What the task asks: Copy out every line of the rows below exactly as they appear, keeping each character, bracket and number unchanged.

....

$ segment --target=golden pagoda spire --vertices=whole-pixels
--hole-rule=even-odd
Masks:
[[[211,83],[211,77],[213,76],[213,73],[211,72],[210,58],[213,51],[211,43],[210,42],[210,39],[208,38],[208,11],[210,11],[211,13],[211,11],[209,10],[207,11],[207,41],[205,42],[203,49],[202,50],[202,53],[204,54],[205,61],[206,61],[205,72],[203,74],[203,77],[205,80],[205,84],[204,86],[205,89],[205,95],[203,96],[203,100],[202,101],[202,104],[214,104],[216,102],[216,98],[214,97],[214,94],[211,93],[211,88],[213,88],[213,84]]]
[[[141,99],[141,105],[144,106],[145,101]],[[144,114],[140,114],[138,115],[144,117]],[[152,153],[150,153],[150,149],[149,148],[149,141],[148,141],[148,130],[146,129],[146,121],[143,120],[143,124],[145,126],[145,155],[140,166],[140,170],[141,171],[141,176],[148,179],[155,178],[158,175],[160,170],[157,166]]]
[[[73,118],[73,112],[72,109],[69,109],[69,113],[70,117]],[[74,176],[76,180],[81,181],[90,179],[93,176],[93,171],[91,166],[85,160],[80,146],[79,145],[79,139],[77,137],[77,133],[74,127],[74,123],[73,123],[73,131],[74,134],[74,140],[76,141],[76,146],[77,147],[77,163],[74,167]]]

....

Solved exercise:
$ segment --target=golden pagoda spire --vertices=whole-pixels
--hole-rule=even-odd
Masks:
[[[211,83],[211,77],[213,76],[213,73],[211,72],[210,58],[213,51],[211,43],[210,42],[210,39],[208,38],[208,11],[210,11],[211,13],[211,11],[209,10],[207,11],[207,41],[205,42],[203,49],[202,50],[202,53],[204,54],[205,61],[206,61],[205,72],[203,74],[203,77],[205,80],[205,84],[204,86],[205,89],[205,95],[203,96],[203,100],[202,101],[202,104],[214,104],[216,102],[216,98],[214,97],[214,94],[211,93],[211,88],[213,88],[213,84]]]
[[[141,99],[141,105],[144,106],[145,101]],[[144,114],[140,114],[138,115],[144,117]],[[152,153],[150,153],[150,149],[149,148],[149,141],[148,141],[148,130],[146,129],[146,121],[143,120],[143,124],[145,126],[145,155],[140,166],[140,170],[141,171],[141,176],[148,179],[155,178],[158,175],[160,170],[157,166]]]
[[[73,118],[73,112],[72,109],[69,109],[69,113],[70,117]],[[74,176],[76,180],[81,181],[90,179],[93,176],[93,171],[91,166],[85,160],[80,146],[79,145],[79,139],[77,137],[77,133],[74,127],[74,123],[73,123],[73,131],[74,134],[74,140],[76,141],[76,146],[77,147],[77,163],[74,167]]]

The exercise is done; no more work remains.